Deine Aufgabe 1: Tippe aus dem Text über soziale Erwünschtheit den Teil Wort für Wort ab, der bei „Definition: Soziale Erwünschtheit“ beginnt und bei „gesellschaftlicher Wunschvorstellungen führt.“ endet.

Textabschnitt:
■ ■ ■ ■

Soziale Erwünschtheit „einfach erklärt“

Unter sozialer Erwünschtheit versteht man die Tendenz von Personen, in sozialen Situationen ihr Antworten und Handlungen so zu gestalten, dass sie von anderen positiv bewertet werden und gesellschaftliche Normen und Erwartungen erfüllen. Vor allem bei als sensibel geltenden Sachverhalten, wie der Einkommensfrage oder auch Angaben zu eigenen Verhaltensweisen ist damit zu rechnen, dass es bei den Befragten zu Beschönigungstendenzen kommt.

Definition: Soziale Erwünschtheit

Soziale Erwünschtheit [engl. moralistic bias, social desirability] entsteht dadurch, dass soziale Werte und Normen in einer Befragung stärker beachtet werden als im alltäglichen Handeln, was zu Verzerrungen der Antworten in Richtung gesellschaftlicher Wunschvorstellungen führt.

■ ■ ■ ■

(Aus einer Sammlung entnommene Daten)
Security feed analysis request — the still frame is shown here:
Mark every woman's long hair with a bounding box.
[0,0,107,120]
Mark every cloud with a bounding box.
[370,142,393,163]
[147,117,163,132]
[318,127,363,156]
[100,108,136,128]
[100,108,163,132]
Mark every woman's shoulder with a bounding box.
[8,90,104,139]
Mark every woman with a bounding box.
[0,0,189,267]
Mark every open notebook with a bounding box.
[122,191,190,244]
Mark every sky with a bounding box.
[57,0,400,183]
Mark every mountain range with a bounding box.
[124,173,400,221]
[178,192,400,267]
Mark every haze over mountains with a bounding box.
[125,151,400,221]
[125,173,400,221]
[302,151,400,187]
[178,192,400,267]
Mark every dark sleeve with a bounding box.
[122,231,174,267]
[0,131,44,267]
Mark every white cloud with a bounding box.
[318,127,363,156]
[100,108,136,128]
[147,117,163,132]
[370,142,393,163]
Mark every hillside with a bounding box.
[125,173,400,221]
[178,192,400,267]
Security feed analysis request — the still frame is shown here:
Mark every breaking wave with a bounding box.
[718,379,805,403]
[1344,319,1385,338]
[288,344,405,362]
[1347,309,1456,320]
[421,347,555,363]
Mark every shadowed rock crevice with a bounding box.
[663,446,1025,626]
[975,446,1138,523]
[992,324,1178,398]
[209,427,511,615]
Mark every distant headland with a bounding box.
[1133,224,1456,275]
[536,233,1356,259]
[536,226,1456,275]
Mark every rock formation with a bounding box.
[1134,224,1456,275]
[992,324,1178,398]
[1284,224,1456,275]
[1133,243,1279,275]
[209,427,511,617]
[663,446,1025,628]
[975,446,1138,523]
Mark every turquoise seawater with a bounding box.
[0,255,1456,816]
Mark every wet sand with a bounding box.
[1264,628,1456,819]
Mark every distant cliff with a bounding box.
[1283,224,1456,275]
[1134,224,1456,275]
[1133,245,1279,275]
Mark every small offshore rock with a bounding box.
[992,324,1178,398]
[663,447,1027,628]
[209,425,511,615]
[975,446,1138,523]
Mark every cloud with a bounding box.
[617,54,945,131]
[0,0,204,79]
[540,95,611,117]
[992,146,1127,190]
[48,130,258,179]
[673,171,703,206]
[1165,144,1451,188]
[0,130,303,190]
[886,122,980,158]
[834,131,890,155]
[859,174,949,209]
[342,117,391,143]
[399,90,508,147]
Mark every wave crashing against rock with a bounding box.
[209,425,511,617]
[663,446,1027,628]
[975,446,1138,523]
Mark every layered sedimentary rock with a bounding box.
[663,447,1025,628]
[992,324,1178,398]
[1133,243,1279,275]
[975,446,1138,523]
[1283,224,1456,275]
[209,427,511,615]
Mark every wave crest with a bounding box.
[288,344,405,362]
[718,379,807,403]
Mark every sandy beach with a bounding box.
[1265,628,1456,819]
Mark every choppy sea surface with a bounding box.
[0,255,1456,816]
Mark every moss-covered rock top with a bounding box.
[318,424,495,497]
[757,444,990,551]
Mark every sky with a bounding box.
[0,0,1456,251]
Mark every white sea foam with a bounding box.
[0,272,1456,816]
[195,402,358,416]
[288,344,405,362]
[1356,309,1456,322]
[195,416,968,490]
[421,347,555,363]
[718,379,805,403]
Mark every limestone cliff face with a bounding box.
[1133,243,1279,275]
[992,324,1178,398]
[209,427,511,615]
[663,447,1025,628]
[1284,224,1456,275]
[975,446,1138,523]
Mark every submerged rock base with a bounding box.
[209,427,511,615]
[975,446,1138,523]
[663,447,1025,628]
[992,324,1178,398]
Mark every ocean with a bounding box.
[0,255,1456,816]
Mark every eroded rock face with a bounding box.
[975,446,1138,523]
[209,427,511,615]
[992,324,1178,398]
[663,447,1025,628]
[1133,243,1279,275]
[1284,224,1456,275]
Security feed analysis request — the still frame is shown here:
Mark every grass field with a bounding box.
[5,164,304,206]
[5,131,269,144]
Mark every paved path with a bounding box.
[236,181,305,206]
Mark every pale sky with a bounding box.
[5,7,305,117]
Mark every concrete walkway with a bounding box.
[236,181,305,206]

■ ■ ■ ■

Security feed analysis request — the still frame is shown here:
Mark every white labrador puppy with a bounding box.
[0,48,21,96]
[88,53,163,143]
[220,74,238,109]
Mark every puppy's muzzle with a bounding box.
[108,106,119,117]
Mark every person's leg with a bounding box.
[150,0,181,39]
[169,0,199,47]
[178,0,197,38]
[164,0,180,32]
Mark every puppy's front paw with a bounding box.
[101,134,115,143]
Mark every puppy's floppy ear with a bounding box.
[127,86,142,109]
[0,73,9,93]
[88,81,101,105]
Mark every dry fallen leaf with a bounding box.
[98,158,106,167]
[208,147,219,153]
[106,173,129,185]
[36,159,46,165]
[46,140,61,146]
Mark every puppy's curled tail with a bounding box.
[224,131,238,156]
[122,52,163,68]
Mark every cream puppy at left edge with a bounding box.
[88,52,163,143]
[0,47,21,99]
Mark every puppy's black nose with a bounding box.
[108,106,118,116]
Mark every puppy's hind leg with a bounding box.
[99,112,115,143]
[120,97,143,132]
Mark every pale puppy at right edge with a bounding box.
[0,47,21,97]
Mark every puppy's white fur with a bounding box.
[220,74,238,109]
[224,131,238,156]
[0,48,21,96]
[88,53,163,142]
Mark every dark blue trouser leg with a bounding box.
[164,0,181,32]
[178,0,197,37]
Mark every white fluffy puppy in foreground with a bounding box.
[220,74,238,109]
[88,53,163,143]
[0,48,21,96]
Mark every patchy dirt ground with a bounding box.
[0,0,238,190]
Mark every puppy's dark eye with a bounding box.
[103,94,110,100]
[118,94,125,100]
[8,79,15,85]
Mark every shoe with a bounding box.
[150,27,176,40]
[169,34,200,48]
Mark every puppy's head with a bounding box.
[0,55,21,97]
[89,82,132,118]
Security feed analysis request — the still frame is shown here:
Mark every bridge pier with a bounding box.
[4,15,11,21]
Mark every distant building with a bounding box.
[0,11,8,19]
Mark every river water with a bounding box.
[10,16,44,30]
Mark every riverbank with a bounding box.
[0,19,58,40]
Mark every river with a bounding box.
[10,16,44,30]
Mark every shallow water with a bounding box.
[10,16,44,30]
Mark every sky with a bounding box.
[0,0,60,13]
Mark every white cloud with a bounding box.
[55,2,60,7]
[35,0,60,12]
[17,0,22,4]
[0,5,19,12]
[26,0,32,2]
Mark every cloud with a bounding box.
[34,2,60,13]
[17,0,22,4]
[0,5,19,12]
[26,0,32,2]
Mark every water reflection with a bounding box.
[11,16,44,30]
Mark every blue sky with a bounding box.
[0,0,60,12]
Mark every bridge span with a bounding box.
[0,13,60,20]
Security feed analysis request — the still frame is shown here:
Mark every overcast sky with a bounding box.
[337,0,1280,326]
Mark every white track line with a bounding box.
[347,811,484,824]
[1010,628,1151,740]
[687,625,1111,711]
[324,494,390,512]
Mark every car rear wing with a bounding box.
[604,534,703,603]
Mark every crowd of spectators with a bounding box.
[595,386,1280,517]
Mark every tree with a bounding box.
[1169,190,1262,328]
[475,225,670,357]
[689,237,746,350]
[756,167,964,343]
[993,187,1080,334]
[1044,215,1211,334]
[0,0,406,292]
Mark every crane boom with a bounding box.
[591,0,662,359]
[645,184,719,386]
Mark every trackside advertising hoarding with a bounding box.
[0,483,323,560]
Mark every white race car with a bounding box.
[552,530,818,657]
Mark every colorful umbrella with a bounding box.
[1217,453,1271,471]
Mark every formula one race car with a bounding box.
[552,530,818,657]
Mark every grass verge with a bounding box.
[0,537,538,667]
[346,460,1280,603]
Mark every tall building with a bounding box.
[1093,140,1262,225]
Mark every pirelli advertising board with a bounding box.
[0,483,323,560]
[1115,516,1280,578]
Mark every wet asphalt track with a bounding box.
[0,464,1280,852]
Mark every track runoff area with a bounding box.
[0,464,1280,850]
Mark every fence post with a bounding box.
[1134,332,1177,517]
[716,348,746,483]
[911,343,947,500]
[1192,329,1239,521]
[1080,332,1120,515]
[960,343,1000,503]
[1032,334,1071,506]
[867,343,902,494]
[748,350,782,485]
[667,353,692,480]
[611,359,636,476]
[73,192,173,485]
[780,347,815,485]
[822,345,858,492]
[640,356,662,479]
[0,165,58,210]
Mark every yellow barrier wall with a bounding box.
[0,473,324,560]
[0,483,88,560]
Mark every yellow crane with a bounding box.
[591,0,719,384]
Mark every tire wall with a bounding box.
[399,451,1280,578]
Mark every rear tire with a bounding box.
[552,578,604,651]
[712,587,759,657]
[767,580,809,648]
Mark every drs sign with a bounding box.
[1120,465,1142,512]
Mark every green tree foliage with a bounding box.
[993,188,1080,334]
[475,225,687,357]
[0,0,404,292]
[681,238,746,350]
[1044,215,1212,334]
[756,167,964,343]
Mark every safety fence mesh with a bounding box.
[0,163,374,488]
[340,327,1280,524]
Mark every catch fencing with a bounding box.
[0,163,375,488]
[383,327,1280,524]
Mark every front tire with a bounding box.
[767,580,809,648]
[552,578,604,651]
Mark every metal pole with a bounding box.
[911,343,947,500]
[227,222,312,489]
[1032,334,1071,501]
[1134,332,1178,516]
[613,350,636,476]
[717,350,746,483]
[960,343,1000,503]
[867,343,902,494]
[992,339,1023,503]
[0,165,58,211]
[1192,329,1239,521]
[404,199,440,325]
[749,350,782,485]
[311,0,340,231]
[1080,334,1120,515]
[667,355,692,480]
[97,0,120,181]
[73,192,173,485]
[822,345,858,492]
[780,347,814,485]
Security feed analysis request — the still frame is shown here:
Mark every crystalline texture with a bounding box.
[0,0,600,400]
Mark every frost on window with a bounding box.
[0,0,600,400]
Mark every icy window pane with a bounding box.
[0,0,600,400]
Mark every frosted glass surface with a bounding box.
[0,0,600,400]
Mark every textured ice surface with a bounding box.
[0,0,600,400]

■ ■ ■ ■

Deine Aufgabe 2: Gib aus den Einträgen die Zeilen unverändert wieder, beginnend mit der Zeile, die „Mark every tall building with a bounding box.“ enthält, und endend mit der Zeile, die „[1120,465,1142,512]“ enthält, beide eingeschlossen.

Lösung 1:
Definition: Soziale Erwünschtheit

Soziale Erwünschtheit [engl. moralistic bias, social desirability] entsteht dadurch, dass soziale Werte und Normen in einer Befragung stärker beachtet werden als im alltäglichen Handeln, was zu Verzerrungen der Antworten in Richtung gesellschaftlicher Wunschvorstellungen führt.

Lösung 2:
Mark every tall building with a bounding box.
[1093,140,1262,225]
Mark every pirelli advertising board with a bounding box.
[0,483,323,560]
[1115,516,1280,578]
Mark every wet asphalt track with a bounding box.
[0,464,1280,852]
Mark every track runoff area with a bounding box.
[0,464,1280,850]
Mark every fence post with a bounding box.
[1134,332,1177,517]
[716,348,746,483]
[911,343,947,500]
[1192,329,1239,521]
[1080,332,1120,515]
[960,343,1000,503]
[1032,334,1071,506]
[867,343,902,494]
[748,350,782,485]
[667,353,692,480]
[611,359,636,476]
[73,192,173,485]
[780,347,815,485]
[822,345,858,492]
[640,356,662,479]
[0,165,58,210]
Mark every yellow barrier wall with a bounding box.
[0,473,324,560]
[0,483,88,560]
Mark every yellow crane with a bounding box.
[591,0,719,384]
Mark every tire wall with a bounding box.
[399,451,1280,578]
Mark every rear tire with a bounding box.
[552,578,604,651]
[712,587,759,657]
[767,580,809,648]
Mark every drs sign with a bounding box.
[1120,465,1142,512]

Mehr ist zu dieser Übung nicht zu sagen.